▸ Brief
Render the listing lines from the one containing "Pick out each instance of the dark" through the one containing "<point>161,572</point>", both included, as a JSON list of strings with one string per line and no blank lines. Leave the pictures out of the answer.

▸ Data shown

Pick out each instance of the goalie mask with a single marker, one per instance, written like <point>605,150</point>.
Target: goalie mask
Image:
---
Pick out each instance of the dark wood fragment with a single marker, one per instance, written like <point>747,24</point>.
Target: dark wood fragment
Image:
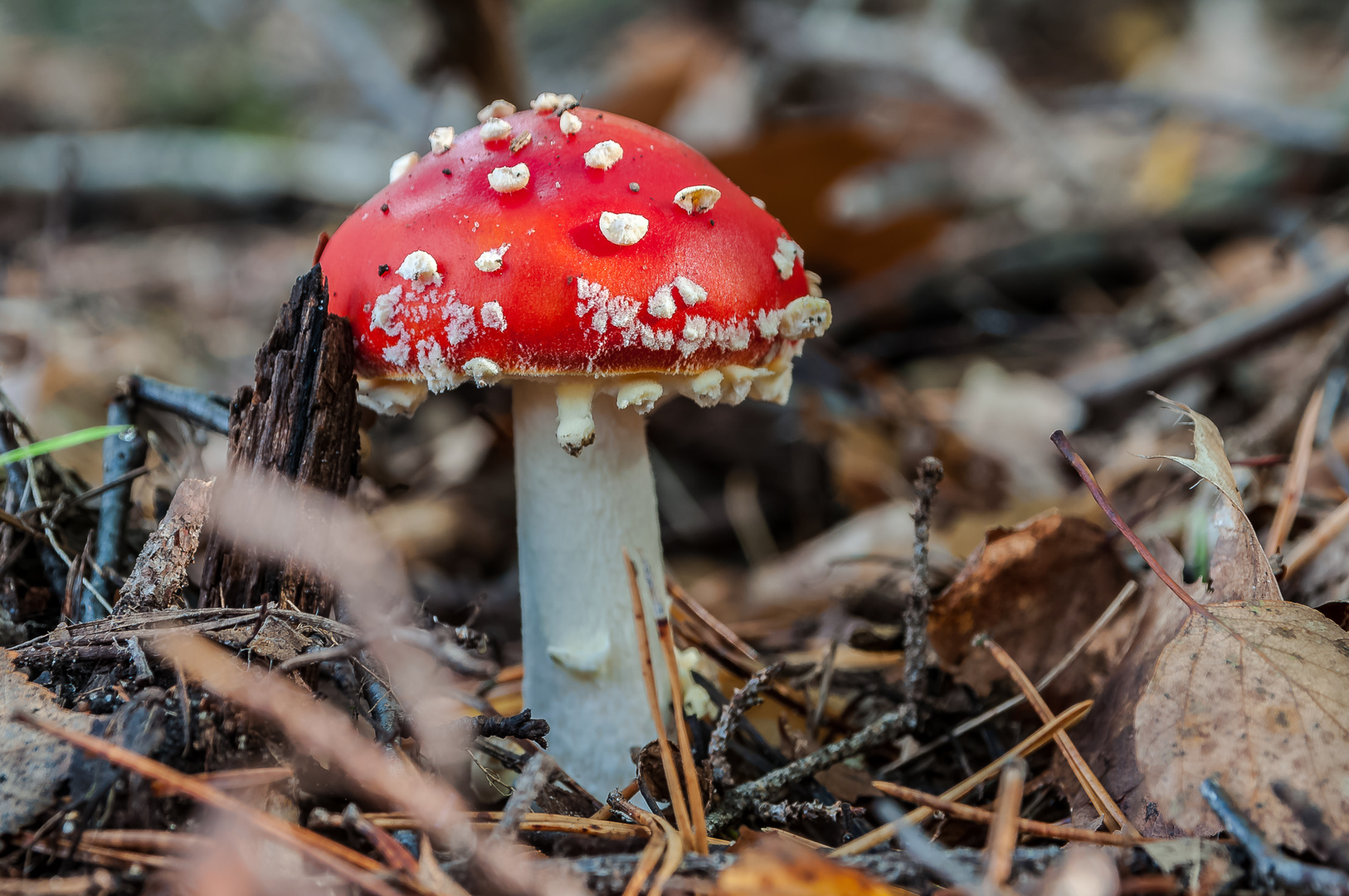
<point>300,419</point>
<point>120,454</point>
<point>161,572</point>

▸ Answer for this exercise
[
  "Pick out each instance of the dark wood fragment with a single marker, one per instance, written like <point>747,24</point>.",
  "Target: dark wood fragment",
  "Image:",
  "<point>300,419</point>",
  "<point>120,454</point>",
  "<point>161,572</point>"
]